*** Opening Recorded information ***
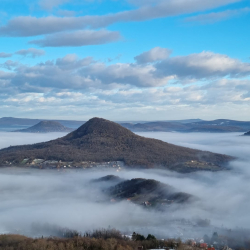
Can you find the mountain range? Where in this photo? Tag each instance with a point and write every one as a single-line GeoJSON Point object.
{"type": "Point", "coordinates": [185, 126]}
{"type": "Point", "coordinates": [248, 133]}
{"type": "Point", "coordinates": [45, 127]}
{"type": "Point", "coordinates": [147, 192]}
{"type": "Point", "coordinates": [100, 140]}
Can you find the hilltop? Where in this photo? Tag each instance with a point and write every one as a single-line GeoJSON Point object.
{"type": "Point", "coordinates": [100, 140]}
{"type": "Point", "coordinates": [147, 192]}
{"type": "Point", "coordinates": [45, 127]}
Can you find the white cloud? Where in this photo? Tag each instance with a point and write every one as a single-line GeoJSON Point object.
{"type": "Point", "coordinates": [50, 4]}
{"type": "Point", "coordinates": [202, 65]}
{"type": "Point", "coordinates": [217, 16]}
{"type": "Point", "coordinates": [5, 55]}
{"type": "Point", "coordinates": [32, 52]}
{"type": "Point", "coordinates": [33, 26]}
{"type": "Point", "coordinates": [78, 38]}
{"type": "Point", "coordinates": [69, 83]}
{"type": "Point", "coordinates": [153, 55]}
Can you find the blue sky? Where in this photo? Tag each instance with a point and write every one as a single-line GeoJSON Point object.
{"type": "Point", "coordinates": [125, 60]}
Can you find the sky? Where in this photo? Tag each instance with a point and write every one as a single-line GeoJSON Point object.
{"type": "Point", "coordinates": [125, 60]}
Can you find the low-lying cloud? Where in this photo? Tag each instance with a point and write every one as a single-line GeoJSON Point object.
{"type": "Point", "coordinates": [66, 199]}
{"type": "Point", "coordinates": [78, 38]}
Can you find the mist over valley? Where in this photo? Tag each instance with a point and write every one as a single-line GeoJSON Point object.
{"type": "Point", "coordinates": [34, 200]}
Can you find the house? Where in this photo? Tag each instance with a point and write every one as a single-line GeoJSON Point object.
{"type": "Point", "coordinates": [203, 245]}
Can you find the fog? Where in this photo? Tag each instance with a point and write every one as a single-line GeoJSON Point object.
{"type": "Point", "coordinates": [67, 199]}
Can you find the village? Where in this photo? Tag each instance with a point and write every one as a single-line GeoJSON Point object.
{"type": "Point", "coordinates": [61, 165]}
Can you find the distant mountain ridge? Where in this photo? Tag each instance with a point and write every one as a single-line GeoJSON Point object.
{"type": "Point", "coordinates": [248, 133]}
{"type": "Point", "coordinates": [148, 192]}
{"type": "Point", "coordinates": [184, 126]}
{"type": "Point", "coordinates": [46, 127]}
{"type": "Point", "coordinates": [100, 140]}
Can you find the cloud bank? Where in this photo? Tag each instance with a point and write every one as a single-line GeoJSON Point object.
{"type": "Point", "coordinates": [66, 199]}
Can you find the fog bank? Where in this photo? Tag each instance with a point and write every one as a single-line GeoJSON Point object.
{"type": "Point", "coordinates": [68, 200]}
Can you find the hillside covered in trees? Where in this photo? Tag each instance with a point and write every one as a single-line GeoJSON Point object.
{"type": "Point", "coordinates": [100, 140]}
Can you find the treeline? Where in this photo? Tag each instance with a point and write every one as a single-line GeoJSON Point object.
{"type": "Point", "coordinates": [102, 239]}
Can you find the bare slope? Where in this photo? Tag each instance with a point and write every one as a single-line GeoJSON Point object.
{"type": "Point", "coordinates": [101, 140]}
{"type": "Point", "coordinates": [248, 133]}
{"type": "Point", "coordinates": [46, 127]}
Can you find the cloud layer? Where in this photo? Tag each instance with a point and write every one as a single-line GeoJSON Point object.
{"type": "Point", "coordinates": [40, 197]}
{"type": "Point", "coordinates": [156, 81]}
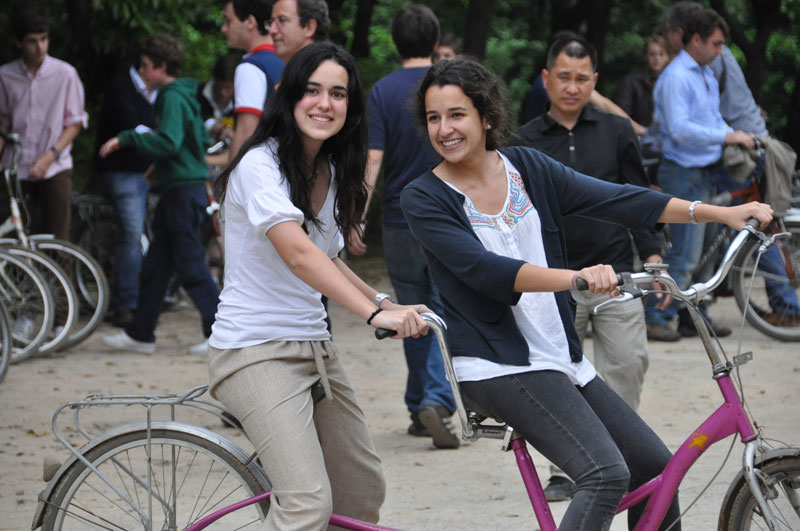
*** Closing Recorded information ***
** Work to complete **
Transcribe every entry word for word, excluding images.

** Result for this exercise **
Can you find the mountain range? Where in this photo? Tag each instance with a point and write every one as a single-line GeoJSON Point object.
{"type": "Point", "coordinates": [185, 126]}
{"type": "Point", "coordinates": [248, 133]}
{"type": "Point", "coordinates": [45, 127]}
{"type": "Point", "coordinates": [147, 192]}
{"type": "Point", "coordinates": [100, 140]}
Can you find the hilltop? Where in this photo? Tag each instance with a point and write every one as a single-line GeoJSON Point object.
{"type": "Point", "coordinates": [100, 140]}
{"type": "Point", "coordinates": [147, 192]}
{"type": "Point", "coordinates": [45, 127]}
Can you find the white cloud? Where in this photo? Tag each instance with a point and write every one as a single-line GeoJSON Point object.
{"type": "Point", "coordinates": [50, 4]}
{"type": "Point", "coordinates": [202, 65]}
{"type": "Point", "coordinates": [217, 16]}
{"type": "Point", "coordinates": [5, 55]}
{"type": "Point", "coordinates": [32, 52]}
{"type": "Point", "coordinates": [33, 26]}
{"type": "Point", "coordinates": [78, 38]}
{"type": "Point", "coordinates": [69, 83]}
{"type": "Point", "coordinates": [153, 55]}
Can you find the blue sky? Where in this photo? Tag each instance with a point and write every one as a single-line GeoJSON Point object.
{"type": "Point", "coordinates": [125, 60]}
Can you find the sky? Where in this photo? Tag each instance with a point and write every one as a single-line GeoJSON Point object.
{"type": "Point", "coordinates": [125, 60]}
Can you find the low-lying cloud? Where in this photo? Tag each instance with a point and write every one as a single-line GeoJSON Point object.
{"type": "Point", "coordinates": [66, 199]}
{"type": "Point", "coordinates": [78, 38]}
Can you find the mist over valley? Where in this photo? Tag each instance with a point and write every one as a single-line GeoJSON Point object.
{"type": "Point", "coordinates": [34, 200]}
Can you find the house? Where in this photo? Tag each instance with a point and write every one as a single-line GeoJSON Point object.
{"type": "Point", "coordinates": [203, 245]}
Can you find the fog? Where in this photo? Tag each instance with a point and write every one as a single-line GeoJSON Point object.
{"type": "Point", "coordinates": [67, 199]}
Can you find the village? Where in this photo? Tag each instance with a point and write every one as a single-line GeoJSON Point object.
{"type": "Point", "coordinates": [61, 165]}
Can you find the distant mountain ridge? Where in this photo? Tag each instance with a point and write every one as a single-line GeoJSON Point object.
{"type": "Point", "coordinates": [248, 133]}
{"type": "Point", "coordinates": [148, 192]}
{"type": "Point", "coordinates": [184, 126]}
{"type": "Point", "coordinates": [46, 127]}
{"type": "Point", "coordinates": [100, 140]}
Can you find the cloud bank? Where in this photo? Tag each instance with a point and write every one as a single-line GeoJSON Point object.
{"type": "Point", "coordinates": [66, 199]}
Can you find the fog bank? Where in this photo? Tag each instance with a point and write every one as a single-line GeoJSON Point object.
{"type": "Point", "coordinates": [68, 200]}
Can you find the hillside covered in trees? Where in this photo? Tag each instance with a point and write every one as a single-line GeoJSON Point object.
{"type": "Point", "coordinates": [100, 140]}
Can you find the treeline? Where in this photo? Tag each instance with a point and write every one as a single-line GeoJSON Point object.
{"type": "Point", "coordinates": [102, 239]}
Can you find the bare slope? Where in this photo? Tag each instance with a point and write every one as a single-line GeoJSON Point object.
{"type": "Point", "coordinates": [101, 140]}
{"type": "Point", "coordinates": [248, 133]}
{"type": "Point", "coordinates": [46, 127]}
Can you find the cloud layer? Where in this photo? Tag each instance with a point and write every one as a single-line GeoJSON Point object.
{"type": "Point", "coordinates": [40, 197]}
{"type": "Point", "coordinates": [156, 81]}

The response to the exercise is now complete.